*** SUPPLIED TEXT ***

And yet, the word many, poloi, in Greek, either with or without article, has very often, in the Old Testament, the meaning of many, or the throne, or the masses, the crowd, in a pejorative sense. The majority, in Spanish for example, la gente, and the ignorant majority at that is in contrast to the chosen few remember Matthew 20 16 many are called but few are chosen they are the common people in opposition to the elite for the Jews it also meant very often the one chosen people, or the rest, the few, in comparison to the mass of the Gentiles, the multitude.

[10:40]

Or within the people, the few that adhere to God, and the many who don't care. In our psalm, it certainly has this latter connotation. The many oppressors and rebels and skeptics raise as a majority against the one and the few friends that are around him. You may compare the first book of Kings, chapter 18, 25, where Elias says to the prophets of Baal, Choose you one bullock for yourselves, and dress it first, for you are many. The most important parallel, however, is in Isaiah's servant prophecies.

[11:42]

They are contained in Isaiah 52, verses 13 and 14. Behold, my servant shall deal prudently, he shall be exalted and extolled and be very high. As many were astonished at you, his visage was so marred more than any man. So shall he sprinkle many nations. the kings shall shut their mouth at him, and so on. And then in chapter 53, by his knowledge, the servant's knowledge, shall my righteous servant justify many, for he shall bear their iniquities.

***

● **COMPLETE THE FOLLOWING**
1. According to the passage on the word "many," why shall the righteous servant justify many? Answer in one to three sentences.
2. Do these statements agree with the passage on the word "many"? For each, answer yes or no and quote the deciding words.
(a) In the psalm under discussion, "many" has the sense of the many who don't care, set against the few who adhere to God.
(b) The passage treats 1 Kings 18 as the most important parallel.
(c) The servant prophecies are located in Isaiah 52, verses 13 and 14.
The rows that come next have no connection to the passage on the word "many."

*** RECORD EXTRACTS ***

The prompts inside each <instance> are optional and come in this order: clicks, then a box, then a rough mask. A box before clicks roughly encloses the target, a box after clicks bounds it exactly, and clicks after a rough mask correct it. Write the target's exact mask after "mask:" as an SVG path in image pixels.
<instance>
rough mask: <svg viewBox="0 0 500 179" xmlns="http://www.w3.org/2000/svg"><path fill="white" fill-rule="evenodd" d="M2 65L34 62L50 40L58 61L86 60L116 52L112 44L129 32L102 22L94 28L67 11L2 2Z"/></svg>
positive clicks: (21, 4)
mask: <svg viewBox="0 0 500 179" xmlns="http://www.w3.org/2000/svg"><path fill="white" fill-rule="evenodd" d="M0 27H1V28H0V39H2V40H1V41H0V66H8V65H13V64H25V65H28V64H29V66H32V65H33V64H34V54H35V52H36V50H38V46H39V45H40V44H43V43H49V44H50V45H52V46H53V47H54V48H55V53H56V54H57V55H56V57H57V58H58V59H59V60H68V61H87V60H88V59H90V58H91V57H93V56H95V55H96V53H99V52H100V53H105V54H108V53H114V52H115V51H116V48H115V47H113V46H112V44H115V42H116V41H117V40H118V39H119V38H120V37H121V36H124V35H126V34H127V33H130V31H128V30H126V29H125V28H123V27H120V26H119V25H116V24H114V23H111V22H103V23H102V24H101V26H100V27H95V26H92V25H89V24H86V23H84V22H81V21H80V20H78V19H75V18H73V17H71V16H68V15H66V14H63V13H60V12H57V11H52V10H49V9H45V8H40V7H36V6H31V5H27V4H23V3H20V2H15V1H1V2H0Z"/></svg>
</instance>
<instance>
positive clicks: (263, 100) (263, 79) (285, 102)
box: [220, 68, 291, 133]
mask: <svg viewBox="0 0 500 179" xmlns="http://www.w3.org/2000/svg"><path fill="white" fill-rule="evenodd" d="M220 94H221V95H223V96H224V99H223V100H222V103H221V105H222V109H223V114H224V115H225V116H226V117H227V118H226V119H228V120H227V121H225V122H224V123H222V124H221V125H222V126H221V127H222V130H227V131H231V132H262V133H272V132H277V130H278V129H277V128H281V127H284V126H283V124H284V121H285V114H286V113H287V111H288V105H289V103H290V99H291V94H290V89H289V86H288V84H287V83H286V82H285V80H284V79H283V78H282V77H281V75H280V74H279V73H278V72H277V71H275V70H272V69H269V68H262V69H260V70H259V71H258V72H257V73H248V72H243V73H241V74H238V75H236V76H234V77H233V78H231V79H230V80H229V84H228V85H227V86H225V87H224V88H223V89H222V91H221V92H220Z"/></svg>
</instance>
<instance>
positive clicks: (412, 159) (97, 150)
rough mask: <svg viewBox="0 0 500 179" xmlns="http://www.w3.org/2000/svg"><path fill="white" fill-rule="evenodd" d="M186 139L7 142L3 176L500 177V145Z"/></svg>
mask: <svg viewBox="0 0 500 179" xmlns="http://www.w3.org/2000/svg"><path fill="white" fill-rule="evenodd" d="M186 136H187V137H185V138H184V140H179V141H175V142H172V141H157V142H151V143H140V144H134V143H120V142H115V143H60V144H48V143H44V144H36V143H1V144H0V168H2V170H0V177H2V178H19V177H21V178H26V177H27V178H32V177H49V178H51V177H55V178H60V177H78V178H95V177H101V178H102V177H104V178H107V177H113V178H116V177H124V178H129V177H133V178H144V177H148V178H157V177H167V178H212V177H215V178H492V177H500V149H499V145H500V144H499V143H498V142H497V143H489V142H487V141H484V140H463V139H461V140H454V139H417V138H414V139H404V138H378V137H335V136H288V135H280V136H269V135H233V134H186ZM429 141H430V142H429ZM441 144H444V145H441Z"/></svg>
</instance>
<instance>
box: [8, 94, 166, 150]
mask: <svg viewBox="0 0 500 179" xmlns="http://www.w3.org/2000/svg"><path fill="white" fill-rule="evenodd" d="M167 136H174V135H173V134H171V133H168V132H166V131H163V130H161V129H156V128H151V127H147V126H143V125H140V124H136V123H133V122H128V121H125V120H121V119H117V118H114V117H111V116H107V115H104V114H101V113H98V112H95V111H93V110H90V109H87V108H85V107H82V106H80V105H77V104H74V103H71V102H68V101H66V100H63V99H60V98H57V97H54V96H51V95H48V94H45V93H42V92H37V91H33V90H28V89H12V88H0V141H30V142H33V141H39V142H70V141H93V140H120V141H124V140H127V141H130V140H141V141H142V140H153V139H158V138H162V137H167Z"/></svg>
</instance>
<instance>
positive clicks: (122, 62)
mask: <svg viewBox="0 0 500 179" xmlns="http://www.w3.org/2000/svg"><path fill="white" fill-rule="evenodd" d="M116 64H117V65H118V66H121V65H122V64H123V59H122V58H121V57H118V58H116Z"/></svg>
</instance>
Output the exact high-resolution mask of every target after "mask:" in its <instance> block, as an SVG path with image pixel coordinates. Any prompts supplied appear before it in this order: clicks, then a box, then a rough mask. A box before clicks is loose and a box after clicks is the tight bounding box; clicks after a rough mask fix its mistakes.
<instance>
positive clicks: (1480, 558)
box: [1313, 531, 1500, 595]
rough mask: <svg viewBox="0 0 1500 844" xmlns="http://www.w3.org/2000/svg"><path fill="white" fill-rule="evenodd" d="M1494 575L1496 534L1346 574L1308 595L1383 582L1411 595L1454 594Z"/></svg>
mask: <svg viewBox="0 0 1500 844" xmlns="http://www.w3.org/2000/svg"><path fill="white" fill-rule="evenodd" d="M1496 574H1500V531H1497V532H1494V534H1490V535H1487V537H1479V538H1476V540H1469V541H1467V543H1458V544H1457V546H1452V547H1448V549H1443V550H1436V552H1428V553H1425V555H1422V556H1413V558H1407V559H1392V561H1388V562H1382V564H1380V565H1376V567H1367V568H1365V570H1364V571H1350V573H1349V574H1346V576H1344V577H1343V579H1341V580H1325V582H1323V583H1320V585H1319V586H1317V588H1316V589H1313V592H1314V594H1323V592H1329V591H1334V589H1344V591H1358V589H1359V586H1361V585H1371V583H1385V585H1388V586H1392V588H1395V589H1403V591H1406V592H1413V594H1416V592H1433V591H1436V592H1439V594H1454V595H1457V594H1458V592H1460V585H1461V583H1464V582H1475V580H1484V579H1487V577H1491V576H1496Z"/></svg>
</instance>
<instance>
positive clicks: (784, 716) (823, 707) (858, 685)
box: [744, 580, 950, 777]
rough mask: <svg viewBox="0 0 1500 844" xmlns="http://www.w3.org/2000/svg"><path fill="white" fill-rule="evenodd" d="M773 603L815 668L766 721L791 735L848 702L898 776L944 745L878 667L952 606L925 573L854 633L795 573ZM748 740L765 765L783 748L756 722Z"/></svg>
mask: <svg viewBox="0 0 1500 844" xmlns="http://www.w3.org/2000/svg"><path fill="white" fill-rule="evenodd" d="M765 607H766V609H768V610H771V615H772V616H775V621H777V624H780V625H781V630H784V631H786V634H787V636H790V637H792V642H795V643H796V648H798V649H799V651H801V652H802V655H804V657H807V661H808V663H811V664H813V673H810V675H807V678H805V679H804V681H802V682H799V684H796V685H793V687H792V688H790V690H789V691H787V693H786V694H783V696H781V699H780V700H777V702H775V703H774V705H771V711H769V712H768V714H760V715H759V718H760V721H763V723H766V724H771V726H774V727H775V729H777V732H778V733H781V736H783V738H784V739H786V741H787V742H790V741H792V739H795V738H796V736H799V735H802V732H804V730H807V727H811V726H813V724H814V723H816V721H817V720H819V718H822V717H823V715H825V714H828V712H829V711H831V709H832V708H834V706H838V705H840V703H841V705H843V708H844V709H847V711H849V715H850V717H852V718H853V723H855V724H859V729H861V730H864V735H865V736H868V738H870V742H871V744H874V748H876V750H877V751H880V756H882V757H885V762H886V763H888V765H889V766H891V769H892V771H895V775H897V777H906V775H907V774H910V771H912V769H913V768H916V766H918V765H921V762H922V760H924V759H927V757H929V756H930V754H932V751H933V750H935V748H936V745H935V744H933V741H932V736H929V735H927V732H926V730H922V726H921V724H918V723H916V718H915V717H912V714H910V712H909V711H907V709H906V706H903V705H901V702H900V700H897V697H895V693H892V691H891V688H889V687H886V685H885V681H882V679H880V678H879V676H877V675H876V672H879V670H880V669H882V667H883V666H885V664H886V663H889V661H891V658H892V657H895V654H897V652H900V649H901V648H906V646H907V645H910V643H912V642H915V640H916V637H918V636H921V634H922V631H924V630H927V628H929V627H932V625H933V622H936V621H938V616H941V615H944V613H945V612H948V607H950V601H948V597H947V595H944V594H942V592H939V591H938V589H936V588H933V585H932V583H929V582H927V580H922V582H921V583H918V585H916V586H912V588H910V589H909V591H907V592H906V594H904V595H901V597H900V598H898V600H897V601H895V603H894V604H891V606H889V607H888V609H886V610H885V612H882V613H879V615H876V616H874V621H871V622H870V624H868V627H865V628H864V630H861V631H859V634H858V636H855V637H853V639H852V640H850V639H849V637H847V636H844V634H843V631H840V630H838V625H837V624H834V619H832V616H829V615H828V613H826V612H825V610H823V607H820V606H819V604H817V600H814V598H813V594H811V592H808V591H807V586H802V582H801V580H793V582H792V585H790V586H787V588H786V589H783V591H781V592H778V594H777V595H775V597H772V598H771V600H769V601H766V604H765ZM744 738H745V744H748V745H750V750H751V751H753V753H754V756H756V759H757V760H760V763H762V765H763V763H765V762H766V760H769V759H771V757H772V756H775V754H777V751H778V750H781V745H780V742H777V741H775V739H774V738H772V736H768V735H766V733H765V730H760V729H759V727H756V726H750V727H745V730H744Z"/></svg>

***

● **ANSWERS PROVIDED**
1. The righteous servant shall justify many because he shall bear their iniquities.

2.
(a) Yes: "In our psalm, it certainly has this latter connotation."
(b) No: "The most important parallel, however, is in Isaiah's servant prophecies."
(c) Yes: "They are contained in Isaiah 52, verses 13 and 14."